- Task input:
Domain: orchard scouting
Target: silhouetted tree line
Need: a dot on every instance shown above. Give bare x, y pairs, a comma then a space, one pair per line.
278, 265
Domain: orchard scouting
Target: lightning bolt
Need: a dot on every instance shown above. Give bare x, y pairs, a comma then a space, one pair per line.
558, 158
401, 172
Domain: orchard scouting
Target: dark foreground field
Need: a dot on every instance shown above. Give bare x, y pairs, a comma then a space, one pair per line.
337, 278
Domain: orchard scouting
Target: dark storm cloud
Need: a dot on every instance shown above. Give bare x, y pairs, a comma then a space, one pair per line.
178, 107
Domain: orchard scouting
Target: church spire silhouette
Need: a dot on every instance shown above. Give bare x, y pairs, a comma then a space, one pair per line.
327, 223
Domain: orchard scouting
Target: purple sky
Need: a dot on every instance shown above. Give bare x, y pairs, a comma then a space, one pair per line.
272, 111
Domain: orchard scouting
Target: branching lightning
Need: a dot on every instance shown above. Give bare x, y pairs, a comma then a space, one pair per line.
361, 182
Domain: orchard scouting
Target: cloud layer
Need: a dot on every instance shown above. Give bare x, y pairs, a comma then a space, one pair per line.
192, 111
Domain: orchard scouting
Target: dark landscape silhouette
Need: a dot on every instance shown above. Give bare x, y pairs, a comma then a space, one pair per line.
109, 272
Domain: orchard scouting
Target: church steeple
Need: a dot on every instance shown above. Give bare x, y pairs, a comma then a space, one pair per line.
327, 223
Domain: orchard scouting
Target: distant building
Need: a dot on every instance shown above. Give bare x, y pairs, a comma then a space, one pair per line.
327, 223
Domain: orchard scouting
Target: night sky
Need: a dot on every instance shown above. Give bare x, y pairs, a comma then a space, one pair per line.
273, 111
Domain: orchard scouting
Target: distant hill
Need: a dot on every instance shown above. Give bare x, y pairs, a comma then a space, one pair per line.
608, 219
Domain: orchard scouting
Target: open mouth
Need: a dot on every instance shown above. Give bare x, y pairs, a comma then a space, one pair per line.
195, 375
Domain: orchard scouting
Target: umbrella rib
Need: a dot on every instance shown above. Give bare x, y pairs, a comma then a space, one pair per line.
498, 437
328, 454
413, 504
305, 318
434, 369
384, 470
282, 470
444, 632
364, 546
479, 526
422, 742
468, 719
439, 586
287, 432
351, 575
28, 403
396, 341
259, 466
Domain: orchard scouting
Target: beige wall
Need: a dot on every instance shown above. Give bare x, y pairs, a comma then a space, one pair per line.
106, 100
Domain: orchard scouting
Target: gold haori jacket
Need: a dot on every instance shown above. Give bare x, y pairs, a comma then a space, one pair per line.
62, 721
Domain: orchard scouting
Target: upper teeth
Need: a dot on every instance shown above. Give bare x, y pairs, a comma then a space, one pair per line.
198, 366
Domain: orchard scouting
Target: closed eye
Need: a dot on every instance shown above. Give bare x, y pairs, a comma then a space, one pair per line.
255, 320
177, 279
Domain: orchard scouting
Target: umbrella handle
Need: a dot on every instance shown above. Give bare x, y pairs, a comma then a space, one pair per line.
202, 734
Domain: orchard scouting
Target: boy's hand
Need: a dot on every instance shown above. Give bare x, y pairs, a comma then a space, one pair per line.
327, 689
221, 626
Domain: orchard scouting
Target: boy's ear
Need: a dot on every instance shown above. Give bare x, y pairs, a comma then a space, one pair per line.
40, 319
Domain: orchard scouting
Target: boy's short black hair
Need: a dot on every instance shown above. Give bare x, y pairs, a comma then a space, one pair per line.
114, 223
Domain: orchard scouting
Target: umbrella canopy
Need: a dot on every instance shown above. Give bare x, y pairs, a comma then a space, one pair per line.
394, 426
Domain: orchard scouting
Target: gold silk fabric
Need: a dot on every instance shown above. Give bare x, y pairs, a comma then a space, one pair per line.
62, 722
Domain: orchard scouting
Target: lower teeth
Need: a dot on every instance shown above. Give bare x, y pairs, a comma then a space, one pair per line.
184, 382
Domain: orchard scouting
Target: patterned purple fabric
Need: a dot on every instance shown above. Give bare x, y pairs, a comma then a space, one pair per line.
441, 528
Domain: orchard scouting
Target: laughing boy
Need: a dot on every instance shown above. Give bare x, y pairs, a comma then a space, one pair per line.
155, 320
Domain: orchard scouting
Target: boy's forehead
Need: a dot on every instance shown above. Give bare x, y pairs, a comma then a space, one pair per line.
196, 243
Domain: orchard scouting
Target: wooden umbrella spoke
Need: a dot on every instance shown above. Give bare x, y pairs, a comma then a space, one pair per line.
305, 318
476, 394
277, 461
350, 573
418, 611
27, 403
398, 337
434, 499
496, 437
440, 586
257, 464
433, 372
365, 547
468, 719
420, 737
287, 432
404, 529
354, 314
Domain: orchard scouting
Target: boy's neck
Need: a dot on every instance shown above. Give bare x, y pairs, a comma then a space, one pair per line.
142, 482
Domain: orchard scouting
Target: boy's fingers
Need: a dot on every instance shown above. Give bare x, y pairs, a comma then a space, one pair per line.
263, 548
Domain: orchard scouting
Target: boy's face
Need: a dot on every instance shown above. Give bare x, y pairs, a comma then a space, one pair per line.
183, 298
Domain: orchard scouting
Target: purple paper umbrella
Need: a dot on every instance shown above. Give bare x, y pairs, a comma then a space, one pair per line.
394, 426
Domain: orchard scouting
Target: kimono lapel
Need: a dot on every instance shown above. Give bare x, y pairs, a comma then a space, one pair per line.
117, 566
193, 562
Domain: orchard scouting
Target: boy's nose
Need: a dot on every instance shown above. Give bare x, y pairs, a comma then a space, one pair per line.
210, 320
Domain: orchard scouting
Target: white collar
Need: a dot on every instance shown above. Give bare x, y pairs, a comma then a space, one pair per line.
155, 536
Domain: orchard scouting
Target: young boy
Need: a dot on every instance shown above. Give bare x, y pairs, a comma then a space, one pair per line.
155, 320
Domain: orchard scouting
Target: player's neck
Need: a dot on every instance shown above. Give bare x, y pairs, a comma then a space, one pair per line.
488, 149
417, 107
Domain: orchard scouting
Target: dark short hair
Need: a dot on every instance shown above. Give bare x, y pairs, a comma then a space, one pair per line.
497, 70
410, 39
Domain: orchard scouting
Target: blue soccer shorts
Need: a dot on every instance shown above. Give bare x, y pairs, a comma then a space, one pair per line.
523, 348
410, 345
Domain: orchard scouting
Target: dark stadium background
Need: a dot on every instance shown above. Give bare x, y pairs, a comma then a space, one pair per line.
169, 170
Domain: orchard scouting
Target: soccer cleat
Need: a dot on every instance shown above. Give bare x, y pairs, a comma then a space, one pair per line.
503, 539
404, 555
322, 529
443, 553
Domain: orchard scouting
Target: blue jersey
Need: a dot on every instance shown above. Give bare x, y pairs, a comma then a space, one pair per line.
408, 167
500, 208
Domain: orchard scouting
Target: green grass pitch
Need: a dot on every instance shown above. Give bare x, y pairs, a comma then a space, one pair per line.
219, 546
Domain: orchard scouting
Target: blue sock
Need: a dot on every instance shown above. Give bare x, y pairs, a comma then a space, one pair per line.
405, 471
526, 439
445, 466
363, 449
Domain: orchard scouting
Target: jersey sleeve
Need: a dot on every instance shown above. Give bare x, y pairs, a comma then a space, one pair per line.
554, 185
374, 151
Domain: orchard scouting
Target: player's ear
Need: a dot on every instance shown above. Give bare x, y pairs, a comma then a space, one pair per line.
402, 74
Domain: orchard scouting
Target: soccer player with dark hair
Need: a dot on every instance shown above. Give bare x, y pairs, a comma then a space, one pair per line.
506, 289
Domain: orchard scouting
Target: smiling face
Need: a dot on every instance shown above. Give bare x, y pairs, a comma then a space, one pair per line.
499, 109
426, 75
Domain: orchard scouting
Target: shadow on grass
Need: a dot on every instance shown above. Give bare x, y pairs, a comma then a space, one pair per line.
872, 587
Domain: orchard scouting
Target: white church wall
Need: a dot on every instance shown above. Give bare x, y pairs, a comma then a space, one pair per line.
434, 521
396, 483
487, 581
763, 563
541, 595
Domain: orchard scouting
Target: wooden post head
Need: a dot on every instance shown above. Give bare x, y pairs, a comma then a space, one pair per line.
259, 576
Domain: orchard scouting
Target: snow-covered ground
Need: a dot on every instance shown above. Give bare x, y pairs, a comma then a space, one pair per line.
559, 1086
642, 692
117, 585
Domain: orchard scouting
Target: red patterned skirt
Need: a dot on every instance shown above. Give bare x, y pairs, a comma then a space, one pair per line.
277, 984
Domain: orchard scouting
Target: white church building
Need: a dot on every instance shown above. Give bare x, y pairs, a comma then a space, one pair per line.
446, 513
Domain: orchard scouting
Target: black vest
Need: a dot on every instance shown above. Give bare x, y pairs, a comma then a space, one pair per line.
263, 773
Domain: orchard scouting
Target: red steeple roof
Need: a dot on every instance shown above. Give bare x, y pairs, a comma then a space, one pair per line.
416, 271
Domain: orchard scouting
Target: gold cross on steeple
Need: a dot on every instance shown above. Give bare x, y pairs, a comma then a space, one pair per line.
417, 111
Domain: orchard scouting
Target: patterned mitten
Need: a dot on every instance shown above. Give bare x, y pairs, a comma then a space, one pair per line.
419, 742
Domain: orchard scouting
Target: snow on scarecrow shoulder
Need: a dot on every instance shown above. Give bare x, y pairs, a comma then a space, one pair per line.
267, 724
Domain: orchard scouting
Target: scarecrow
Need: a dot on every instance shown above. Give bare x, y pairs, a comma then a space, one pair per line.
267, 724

- Your assignment:
Every line from the first entry to the line containing "Target: dark foreground field" should be transcribed exactly, and nothing beyond it.

- Result of the task:
Domain: orchard scouting
Target: silhouetted tree line
Need: a dot on every instance shown above. Give bare x, y pairs, a comma then a space, one pair per line.
278, 265
Domain: orchard scouting
Target: lightning bolt
Need: a dot on every instance shown above. Give bare x, y pairs, a comma then a space, one pair per line.
558, 158
401, 172
Domain: orchard scouting
Target: dark foreground field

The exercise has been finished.